Wednesday, August 12, 2009

GBIF and Linked Data

At the end of day two of the GBIF LSID-GUID Task Group I put together this crude diagram to summarise some of the possible links between biodiversity data and the larger linked data cloud, which I, among others, have argued is where biodiversity informatics should be heading. Here's my hastily put together diagram (created using the wonderful OmniGraffle):

I've put GBIF at the centre since we're at GBIF, and it's them we are trying to convince. Yellow circles are biodiversity data sources (which aren't linked data providers (but some can me made so using, for example, my LSID proxy resolver), white circles are linked data sources.

The "sales pitch"is that if we join the linked data cloud we open up the possibility of some very powerful queries, especially once that are outside the relatively narrow scope of what GBIF and TDWG concern themselves with. Imagine being able to query biodiversity data with respect to population and economic data across countries. These are the sort of things we could realistically aim for.

On a practical level, it also means biodiversity database could devolve a lot of their tasks to other databases (via reusing identifiers). Some taxonomists have DBPedia URIs, and more could be added to Wikipedia (and so will find there way into DBPedia). Geonames provides geographic URIs which we could reuse, and so on. Within our own community we could do a better job of reusing our own identifiers, and reusing external ones (such as taxa in Wikipedia).

It's late, this is a rushed diagram, and I don't know if it's going to end up in whatever report we manage to assemble tomorrow (our final day). But I hope it captures some of the scope of what we're looking at. I know there are some problems (as have been pointed out to me on Twitter), I'll try and deal with these tomorrow.

▸ **ENTRIES PROVIDED**:
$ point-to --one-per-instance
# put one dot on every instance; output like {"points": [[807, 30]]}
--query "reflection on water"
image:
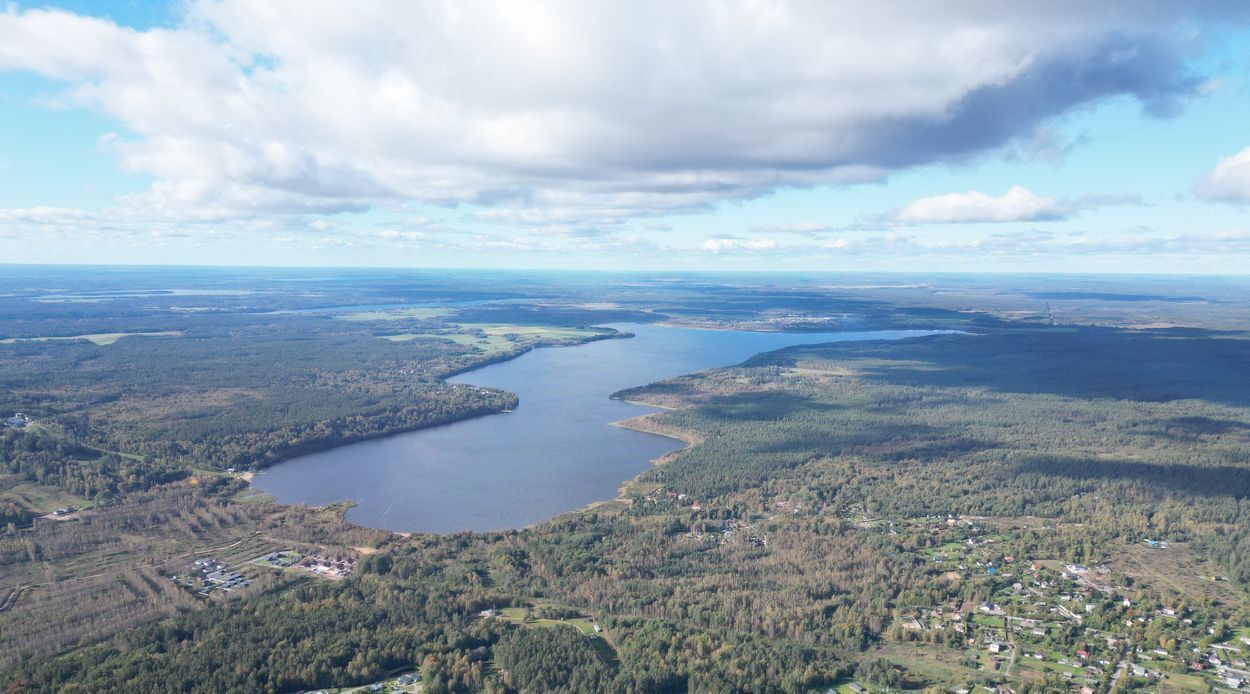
{"points": [[555, 453]]}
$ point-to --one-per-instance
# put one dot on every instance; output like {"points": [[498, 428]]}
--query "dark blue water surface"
{"points": [[555, 453]]}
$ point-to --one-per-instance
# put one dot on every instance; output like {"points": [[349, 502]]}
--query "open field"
{"points": [[516, 615], [39, 499]]}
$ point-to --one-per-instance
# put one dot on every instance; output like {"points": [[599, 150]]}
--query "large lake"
{"points": [[555, 453]]}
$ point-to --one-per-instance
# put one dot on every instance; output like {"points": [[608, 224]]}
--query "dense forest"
{"points": [[795, 545]]}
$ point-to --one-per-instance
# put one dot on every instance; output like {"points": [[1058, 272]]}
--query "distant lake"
{"points": [[555, 453]]}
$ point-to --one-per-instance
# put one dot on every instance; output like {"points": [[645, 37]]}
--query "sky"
{"points": [[631, 135]]}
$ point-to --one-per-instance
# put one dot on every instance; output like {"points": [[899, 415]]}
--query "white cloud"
{"points": [[1018, 204], [796, 228], [725, 244], [581, 113], [1230, 179]]}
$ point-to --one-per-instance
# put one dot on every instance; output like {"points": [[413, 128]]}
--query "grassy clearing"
{"points": [[516, 615], [938, 664], [95, 338], [253, 495]]}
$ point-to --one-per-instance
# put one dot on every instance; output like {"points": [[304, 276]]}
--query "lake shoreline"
{"points": [[550, 458], [321, 447]]}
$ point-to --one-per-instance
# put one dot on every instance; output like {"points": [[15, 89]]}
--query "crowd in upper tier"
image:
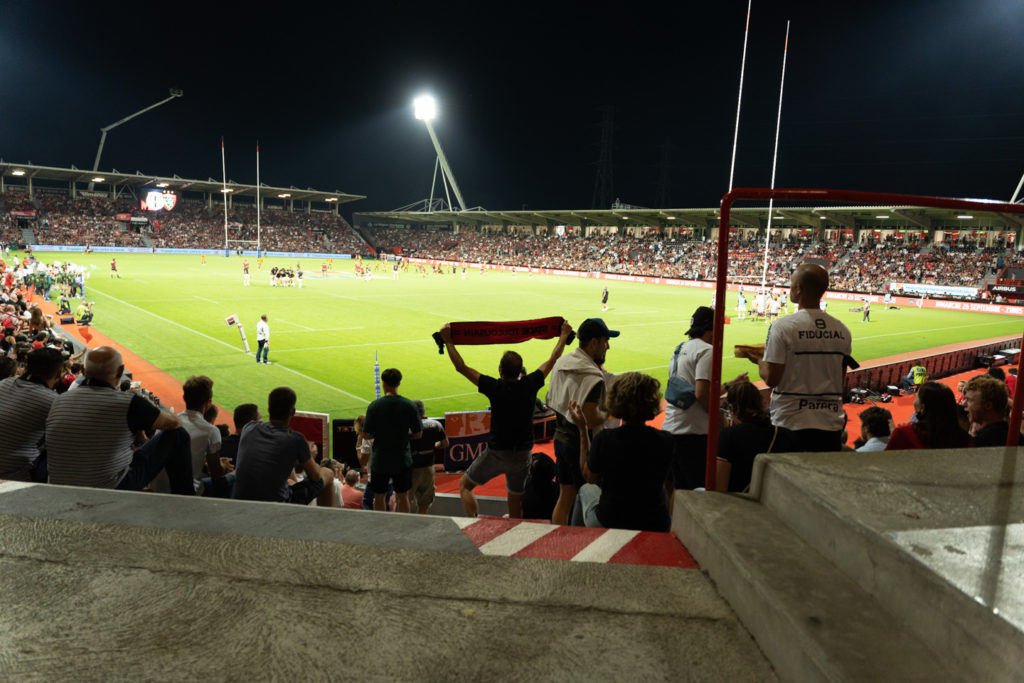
{"points": [[868, 266], [93, 221]]}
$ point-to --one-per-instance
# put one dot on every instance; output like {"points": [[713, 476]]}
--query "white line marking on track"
{"points": [[605, 546], [516, 539], [233, 348]]}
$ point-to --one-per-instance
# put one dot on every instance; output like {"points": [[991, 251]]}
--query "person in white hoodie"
{"points": [[578, 377]]}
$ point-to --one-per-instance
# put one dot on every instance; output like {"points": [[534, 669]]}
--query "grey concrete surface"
{"points": [[936, 536], [129, 598], [812, 622]]}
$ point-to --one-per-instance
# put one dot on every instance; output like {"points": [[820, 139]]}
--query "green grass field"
{"points": [[171, 310]]}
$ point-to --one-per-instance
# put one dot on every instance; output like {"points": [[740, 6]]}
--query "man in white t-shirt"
{"points": [[689, 427], [198, 393], [804, 361], [262, 339]]}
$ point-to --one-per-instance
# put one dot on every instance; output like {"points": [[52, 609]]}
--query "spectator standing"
{"points": [[804, 363], [391, 422], [262, 339], [688, 427], [422, 491], [578, 377], [268, 453], [513, 398]]}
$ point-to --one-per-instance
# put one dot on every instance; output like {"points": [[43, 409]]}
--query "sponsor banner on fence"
{"points": [[936, 290], [467, 434]]}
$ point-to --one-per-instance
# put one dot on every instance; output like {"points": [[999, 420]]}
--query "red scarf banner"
{"points": [[506, 332]]}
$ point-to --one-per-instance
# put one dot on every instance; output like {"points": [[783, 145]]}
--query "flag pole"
{"points": [[778, 121], [377, 375], [257, 199], [223, 168], [739, 97]]}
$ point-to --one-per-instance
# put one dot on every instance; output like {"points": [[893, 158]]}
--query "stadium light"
{"points": [[425, 109], [174, 92]]}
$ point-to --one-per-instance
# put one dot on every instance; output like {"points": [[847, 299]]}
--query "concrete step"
{"points": [[812, 622], [936, 537], [107, 585]]}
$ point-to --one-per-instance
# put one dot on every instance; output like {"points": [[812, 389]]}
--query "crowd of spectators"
{"points": [[93, 221], [867, 267]]}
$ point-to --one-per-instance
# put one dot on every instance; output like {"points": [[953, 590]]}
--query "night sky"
{"points": [[911, 96]]}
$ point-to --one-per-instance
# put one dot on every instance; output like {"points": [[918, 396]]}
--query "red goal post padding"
{"points": [[816, 196]]}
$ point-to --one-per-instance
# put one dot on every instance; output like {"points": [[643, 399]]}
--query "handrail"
{"points": [[850, 197]]}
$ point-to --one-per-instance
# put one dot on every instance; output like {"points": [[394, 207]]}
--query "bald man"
{"points": [[804, 364], [90, 433]]}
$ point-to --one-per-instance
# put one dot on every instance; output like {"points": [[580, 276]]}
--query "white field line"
{"points": [[321, 348], [233, 348], [281, 319], [301, 332], [915, 332]]}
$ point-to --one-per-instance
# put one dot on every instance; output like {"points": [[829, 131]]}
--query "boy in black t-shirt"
{"points": [[513, 396]]}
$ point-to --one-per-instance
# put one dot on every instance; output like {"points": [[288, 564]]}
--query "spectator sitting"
{"points": [[198, 393], [876, 426], [269, 451], [634, 461], [987, 399], [938, 423], [541, 489], [90, 432], [751, 433], [84, 313], [25, 402], [244, 414]]}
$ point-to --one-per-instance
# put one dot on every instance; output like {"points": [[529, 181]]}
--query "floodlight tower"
{"points": [[174, 92], [426, 111]]}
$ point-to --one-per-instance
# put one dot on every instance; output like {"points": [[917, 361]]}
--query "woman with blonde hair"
{"points": [[633, 463]]}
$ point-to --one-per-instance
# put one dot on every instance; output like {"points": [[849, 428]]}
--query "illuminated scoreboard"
{"points": [[156, 200]]}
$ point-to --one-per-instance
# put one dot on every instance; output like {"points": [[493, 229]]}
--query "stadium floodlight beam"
{"points": [[425, 108], [174, 92]]}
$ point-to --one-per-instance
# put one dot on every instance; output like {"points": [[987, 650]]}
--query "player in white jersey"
{"points": [[805, 359]]}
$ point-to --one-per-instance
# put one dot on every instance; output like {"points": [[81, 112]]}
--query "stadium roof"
{"points": [[835, 217], [15, 174]]}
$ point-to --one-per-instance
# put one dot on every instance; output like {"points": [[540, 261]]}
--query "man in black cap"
{"points": [[688, 423], [579, 378]]}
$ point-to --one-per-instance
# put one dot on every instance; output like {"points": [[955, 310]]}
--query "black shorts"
{"points": [[304, 492], [401, 481]]}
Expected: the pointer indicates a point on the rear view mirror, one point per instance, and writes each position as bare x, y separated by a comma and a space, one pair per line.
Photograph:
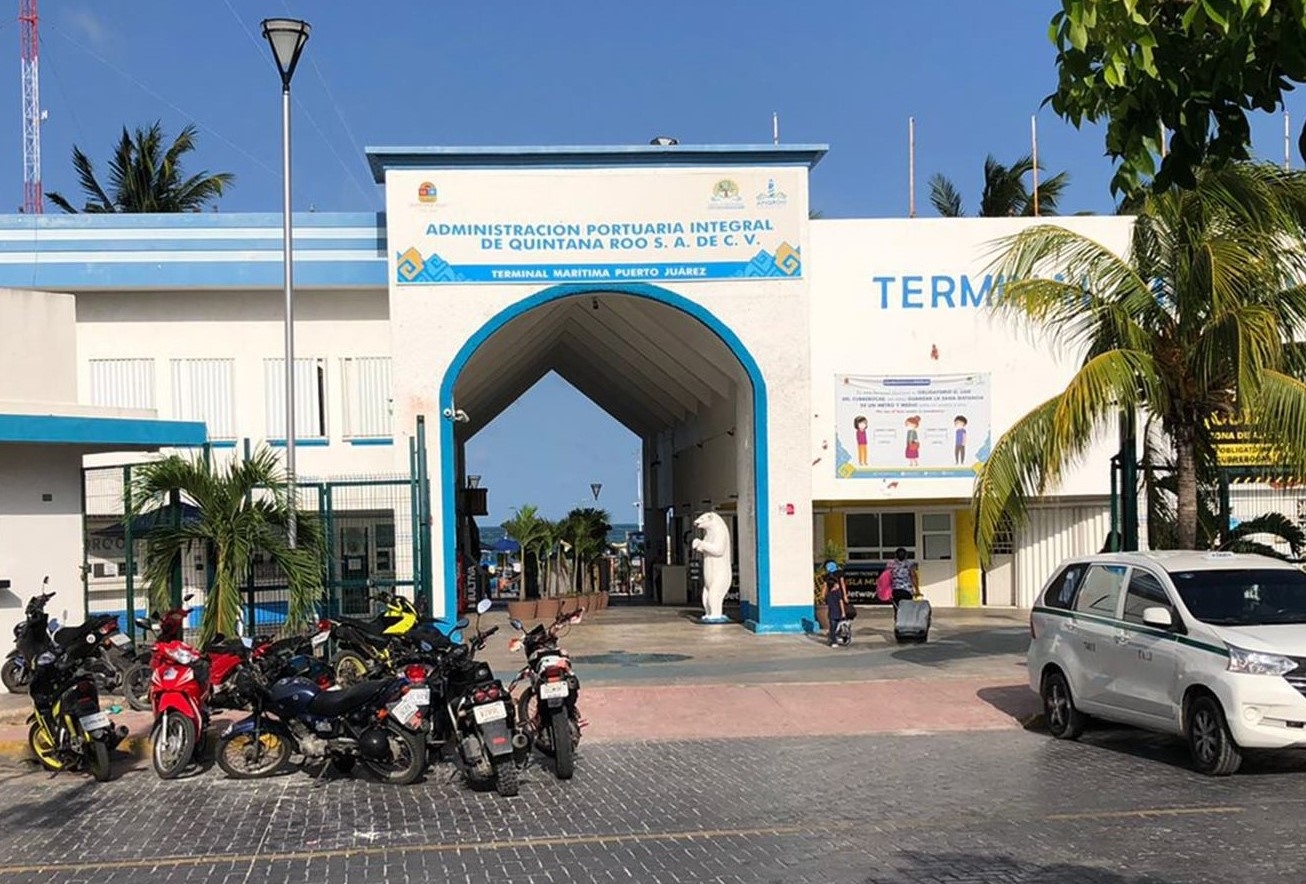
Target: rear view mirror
1157, 616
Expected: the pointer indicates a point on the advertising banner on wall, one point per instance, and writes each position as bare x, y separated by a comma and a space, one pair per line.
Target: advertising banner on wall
893, 427
462, 227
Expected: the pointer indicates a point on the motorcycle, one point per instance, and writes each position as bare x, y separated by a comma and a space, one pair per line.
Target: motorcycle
547, 705
365, 644
370, 648
136, 679
37, 631
477, 714
68, 729
376, 722
179, 688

▸ **WORK INSTRUCTIONS**:
A - Using the post on GBIF and linked data, decide whether each statement agrees with it: (i) The diagram was made with OmniGraffle. (ii) White circles in the diagram stand for biodiversity data sources. (iii) The writer is certain the diagram will be part of the final report. For each, answer yes or no and quote the words from the post that decide it.
B - From the post on GBIF and linked data, print the part that opens with the words containing "I've put GBIF" and closes with "realistically aim for.", without changing any of its wording.

▸ **LIST OF SOLUTIONS**:
A -
(i) Yes: "created using the wonderful OmniGraffle"
(ii) No: "white circles are linked data sources"
(iii) No: "I don't know if it's going to end up in whatever report we manage to assemble tomorrow"

B -
I've put GBIF at the centre since we're at GBIF, and it's them we are trying to convince. Yellow circles are biodiversity data sources (which aren't linked data providers (but some can me made so using, for example, my LSID proxy resolver), white circles are linked data sources.

The "sales pitch"is that if we join the linked data cloud we open up the possibility of some very powerful queries, especially once that are outside the relatively narrow scope of what GBIF and TDWG concern themselves with. Imagine being able to query biodiversity data with respect to population and economic data across countries. These are the sort of things we could realistically aim for.